Exercise data START

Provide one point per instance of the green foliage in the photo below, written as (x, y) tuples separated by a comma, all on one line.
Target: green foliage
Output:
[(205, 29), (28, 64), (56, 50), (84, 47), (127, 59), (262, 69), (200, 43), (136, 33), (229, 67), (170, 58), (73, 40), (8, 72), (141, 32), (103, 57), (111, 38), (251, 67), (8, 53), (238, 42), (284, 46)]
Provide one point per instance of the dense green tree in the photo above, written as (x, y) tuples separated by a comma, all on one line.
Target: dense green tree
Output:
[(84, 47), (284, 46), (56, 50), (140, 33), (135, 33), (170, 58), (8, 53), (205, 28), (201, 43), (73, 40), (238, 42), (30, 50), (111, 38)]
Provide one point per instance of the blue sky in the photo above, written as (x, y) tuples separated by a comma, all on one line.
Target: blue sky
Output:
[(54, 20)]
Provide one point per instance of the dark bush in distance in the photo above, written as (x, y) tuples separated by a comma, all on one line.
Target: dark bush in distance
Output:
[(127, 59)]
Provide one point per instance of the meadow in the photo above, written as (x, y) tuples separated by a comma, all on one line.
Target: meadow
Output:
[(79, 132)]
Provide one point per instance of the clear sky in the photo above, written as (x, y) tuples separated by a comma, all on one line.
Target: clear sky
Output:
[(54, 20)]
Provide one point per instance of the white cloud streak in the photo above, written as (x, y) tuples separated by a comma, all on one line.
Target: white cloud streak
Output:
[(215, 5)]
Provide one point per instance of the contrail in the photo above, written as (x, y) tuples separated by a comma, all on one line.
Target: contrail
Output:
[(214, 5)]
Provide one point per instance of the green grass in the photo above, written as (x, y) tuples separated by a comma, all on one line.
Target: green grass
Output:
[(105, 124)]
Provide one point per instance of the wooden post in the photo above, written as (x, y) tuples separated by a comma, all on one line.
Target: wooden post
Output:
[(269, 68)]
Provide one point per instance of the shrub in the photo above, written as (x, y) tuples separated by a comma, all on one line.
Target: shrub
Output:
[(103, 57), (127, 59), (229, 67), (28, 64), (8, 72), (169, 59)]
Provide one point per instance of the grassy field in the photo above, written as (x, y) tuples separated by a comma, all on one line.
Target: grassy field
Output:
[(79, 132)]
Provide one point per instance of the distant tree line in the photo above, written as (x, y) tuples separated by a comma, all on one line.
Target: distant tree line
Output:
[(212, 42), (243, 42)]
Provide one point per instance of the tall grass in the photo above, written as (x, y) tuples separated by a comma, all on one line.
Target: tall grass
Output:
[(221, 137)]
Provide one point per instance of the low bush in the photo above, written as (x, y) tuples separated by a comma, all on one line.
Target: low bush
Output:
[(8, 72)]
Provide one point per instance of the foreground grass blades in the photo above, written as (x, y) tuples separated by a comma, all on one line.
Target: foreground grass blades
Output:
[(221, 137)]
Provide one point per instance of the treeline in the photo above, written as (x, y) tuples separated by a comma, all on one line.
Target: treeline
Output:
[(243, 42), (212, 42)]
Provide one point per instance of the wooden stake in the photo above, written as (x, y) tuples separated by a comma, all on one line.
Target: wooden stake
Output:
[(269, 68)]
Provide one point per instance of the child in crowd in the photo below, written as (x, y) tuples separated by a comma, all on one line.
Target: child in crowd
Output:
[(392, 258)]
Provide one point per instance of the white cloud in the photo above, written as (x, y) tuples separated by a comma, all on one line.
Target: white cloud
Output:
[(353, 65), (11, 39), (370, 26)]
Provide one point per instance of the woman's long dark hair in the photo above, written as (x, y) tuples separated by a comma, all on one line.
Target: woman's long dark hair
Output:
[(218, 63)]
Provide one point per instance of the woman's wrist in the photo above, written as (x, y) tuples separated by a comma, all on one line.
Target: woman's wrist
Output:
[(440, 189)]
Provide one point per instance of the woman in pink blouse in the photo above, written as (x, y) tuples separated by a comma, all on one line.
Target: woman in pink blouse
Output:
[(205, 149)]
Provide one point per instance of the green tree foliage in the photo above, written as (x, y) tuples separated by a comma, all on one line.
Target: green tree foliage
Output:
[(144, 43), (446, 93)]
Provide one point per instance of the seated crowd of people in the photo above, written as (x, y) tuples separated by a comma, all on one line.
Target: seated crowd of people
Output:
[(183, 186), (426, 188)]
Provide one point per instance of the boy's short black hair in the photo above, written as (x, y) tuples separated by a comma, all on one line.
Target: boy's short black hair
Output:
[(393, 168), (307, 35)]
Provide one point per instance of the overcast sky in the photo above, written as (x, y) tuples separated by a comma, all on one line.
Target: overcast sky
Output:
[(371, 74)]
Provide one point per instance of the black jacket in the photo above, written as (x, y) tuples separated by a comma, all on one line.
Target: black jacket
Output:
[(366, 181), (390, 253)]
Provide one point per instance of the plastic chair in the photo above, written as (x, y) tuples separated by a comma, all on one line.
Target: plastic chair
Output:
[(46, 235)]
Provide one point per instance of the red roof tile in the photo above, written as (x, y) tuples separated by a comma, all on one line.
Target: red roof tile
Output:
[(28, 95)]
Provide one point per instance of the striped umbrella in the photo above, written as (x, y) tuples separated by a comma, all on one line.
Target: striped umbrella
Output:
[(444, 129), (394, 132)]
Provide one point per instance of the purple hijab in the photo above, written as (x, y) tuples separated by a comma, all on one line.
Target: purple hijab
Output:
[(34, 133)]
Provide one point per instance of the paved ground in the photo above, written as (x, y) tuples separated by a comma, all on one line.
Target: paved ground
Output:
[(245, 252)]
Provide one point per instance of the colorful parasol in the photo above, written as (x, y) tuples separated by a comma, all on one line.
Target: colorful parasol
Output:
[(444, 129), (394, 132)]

Exercise data END

__Your assignment__
Your task for the entries above: copy exactly the span starting with the line with "Target: dense green tree" and going on through the line with "Provide one point per instance of the dark", both lines included, and nothing else.

__Task answer__
Target: dense green tree
Output:
[(84, 47), (284, 46), (56, 50), (140, 33), (135, 33), (170, 58), (8, 53), (205, 28), (201, 43), (73, 40), (238, 42), (30, 50), (111, 38)]
Provide one point per instance of the blue sky in the photo above, written as (x, y) tuples separated by a comma, all on one line.
Target: blue sky
Output:
[(54, 20)]
Provide one point per instance of the dark bush in distance in the photo above, written as (x, y) tuples separated by a comma, all on one line.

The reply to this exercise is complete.